> _Requirement_:
Name every city that the energy transition passage mentions.

> _Extract_:
____________

In the same way that individuals who live in very large cities like Tokyo or New York or Paris understand that it is impracticable for all but the wealthiest to drive a car, so that most individuals must use mass transit, on a planet with more than seven billion individuals using the energy infrastructure, individuals will need to adjust their expectations for instantaneous gratification. Industries, too, will need to adjust their expectations in the convergence of the global economy on sustainable practices. And, make no mistake, these adjustments will happen in the fullness of time. How it happens will be a matter of historical process, and many distinct scenarios for the transition of the terrestrial electrical grid to sustainable and renewable fuels are still possible; we are not yet locked in to any particular compromise.

Germany has come in for much criticism for its de-nuclearization program, which has meant that they have had to re-start some coal-fired power plants in order to maintain contemporaneous energy supply expectations. A number of energy experts regard the Germans as deluded, and believe that renewable resources can never meet the demands of an industrialized economy. I cannot wave away the problems of scaling and intermittency with a magic wand, but with adjustments to the industrial infrastructure and improved renewable technologies coming online, the two will eventually meet in the middle. However, those who ridicule renewables as impractical also cannot wave away the problems with their solutions with a magic wand. The most common answer to carbon-free electric generation is to ramp up nuclear power production. This comes with problems of its own. While I strongly support the development of advanced nuclear technologies, I do not delude myself that the public is going to suddenly embrace nuclear power and forget about the dangers. The Germans proved to be overly-optimistic over what can be done today with renewables, but this does not call the transition to renewables into question in the long term.

It is not at all clear that the public would prefer the dangers of nuclear power to the dangers of climate change, and both issues are so emotionally charged that it would be nearly impossible to take an honest poll on the question.

____________

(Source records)
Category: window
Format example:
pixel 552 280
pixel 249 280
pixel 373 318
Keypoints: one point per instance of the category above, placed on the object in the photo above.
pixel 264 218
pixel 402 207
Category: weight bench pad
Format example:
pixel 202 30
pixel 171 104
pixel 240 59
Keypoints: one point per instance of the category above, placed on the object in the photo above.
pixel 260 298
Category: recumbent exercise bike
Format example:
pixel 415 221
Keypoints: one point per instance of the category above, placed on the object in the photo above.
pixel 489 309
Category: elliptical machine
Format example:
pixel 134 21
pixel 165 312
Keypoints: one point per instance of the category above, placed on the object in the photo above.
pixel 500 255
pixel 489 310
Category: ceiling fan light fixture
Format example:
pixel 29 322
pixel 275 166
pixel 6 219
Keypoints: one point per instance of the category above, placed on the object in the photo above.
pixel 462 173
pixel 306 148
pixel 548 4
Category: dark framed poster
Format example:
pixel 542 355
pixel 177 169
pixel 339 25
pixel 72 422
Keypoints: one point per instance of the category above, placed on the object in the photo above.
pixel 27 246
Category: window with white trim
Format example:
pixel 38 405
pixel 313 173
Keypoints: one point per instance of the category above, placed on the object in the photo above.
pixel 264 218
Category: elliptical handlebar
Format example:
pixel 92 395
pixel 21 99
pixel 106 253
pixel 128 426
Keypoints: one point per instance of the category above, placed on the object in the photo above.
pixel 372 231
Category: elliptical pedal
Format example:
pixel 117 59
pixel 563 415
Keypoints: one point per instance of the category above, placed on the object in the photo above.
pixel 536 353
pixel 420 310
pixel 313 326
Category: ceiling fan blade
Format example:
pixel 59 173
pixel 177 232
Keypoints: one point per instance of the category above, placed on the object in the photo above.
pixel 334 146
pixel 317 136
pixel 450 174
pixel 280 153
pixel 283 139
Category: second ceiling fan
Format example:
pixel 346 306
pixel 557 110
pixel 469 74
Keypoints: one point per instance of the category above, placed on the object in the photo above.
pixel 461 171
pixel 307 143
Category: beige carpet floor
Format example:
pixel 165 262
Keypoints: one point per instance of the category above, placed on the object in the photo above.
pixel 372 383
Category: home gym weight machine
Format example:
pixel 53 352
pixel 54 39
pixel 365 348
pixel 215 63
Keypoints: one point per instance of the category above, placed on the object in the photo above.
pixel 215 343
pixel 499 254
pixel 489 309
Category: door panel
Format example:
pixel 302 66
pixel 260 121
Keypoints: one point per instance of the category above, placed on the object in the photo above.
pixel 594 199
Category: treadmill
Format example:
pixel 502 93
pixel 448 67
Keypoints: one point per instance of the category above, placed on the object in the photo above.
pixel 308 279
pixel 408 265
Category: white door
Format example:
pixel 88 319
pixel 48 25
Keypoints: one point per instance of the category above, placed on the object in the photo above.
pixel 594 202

____________

> _Response to the task_:
Tokyo, New York, Paris